What to do:
According to the article on insect-like forms in Mars rover photos below, which organization heard Romoser's findings?

William Romoser, of Ohio University, thinks he has seen enough evidence of life on Mars to go forward with his findings after researching photographs of Mars rovers over the past few years.
According to Dr. Romoser, who specializes in arbovirology and entomology, he has found many examples of insect like beings in various photos of the red planet. So much so, that he presented his findings to the Entomological Society of America in St Louis this week.
Romoser found several types of insect like beings including many that look like large arthropods, many that look like bees and live in hive and some that look like reptiles. According to Romoser, he has clear evidence of body symmetry, segmentation of body parts and various postures of the same beings in different positions.
Once a clear image of a given form was identified and described, it was useful in facilitating recognition of other less clear, but none-the-less valid, images of the same basic form. An exoskeleton and jointed appendages are sufficient to establish identification as an arthropod. Three body regions, a single pair of antennae, and six legs are traditionally sufficient to establish identification as ‘insect’ on Earth. These characteristics should likewise be valid to identify an organism on Mars as insect-like. On these bases, arthropodan, insect-like forms can be seen in the Mars rover photos.Dr, Romoser – Ohio State University
Dr. Romoser is not just a crackpot fringe scientist either. He co-founded the Tropical Disease Institute and spent 20 years at the US Army Medical Research Institute for Infectious Diseases and literally wrote the textbook of “The Science of Entomology”. The findings are presented in a peer review manner and are subject to open debate.

Material shown:
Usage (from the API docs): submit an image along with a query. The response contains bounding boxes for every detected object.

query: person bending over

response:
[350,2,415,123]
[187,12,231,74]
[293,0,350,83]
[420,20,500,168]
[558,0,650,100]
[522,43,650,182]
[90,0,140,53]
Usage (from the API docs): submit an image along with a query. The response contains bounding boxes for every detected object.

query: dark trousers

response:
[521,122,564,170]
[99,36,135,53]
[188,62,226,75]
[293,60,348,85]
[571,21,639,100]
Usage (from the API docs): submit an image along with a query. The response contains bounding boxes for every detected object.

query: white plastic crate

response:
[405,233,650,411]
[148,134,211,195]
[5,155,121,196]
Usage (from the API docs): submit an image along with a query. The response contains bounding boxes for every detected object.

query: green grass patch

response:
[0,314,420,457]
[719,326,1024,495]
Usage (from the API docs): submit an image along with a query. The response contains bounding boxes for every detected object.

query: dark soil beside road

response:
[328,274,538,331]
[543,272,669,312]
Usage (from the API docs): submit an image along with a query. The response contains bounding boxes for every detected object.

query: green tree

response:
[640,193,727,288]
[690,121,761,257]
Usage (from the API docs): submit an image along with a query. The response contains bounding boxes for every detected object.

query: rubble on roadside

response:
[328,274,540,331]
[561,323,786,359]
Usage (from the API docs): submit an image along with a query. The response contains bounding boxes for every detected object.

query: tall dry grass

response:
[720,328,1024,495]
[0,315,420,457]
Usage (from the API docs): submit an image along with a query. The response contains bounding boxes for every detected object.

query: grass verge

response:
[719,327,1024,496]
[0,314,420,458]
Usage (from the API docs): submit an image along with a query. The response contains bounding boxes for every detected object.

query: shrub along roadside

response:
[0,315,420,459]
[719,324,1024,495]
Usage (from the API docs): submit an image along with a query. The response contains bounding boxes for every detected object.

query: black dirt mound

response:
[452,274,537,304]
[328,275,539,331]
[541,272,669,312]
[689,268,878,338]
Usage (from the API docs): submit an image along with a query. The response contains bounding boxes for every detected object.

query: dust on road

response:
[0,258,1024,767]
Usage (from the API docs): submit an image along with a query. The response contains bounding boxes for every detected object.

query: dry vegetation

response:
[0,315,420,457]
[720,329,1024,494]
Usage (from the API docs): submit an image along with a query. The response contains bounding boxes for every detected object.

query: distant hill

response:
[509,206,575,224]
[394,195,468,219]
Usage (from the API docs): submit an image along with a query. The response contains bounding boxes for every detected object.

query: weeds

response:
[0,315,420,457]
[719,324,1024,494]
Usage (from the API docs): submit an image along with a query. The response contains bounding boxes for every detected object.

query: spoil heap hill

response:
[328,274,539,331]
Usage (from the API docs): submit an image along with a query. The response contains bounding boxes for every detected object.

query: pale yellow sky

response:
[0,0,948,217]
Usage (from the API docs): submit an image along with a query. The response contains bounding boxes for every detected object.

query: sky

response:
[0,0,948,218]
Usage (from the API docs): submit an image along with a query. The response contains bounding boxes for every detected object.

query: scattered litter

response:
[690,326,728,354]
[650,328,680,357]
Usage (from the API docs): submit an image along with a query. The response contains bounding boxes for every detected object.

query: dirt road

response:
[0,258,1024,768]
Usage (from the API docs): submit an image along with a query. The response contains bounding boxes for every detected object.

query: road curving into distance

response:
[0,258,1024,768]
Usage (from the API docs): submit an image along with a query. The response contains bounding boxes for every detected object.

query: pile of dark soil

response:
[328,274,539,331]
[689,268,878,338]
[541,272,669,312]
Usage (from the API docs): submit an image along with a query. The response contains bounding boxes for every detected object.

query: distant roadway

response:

Response:
The Entomological Society of America, in St Louis.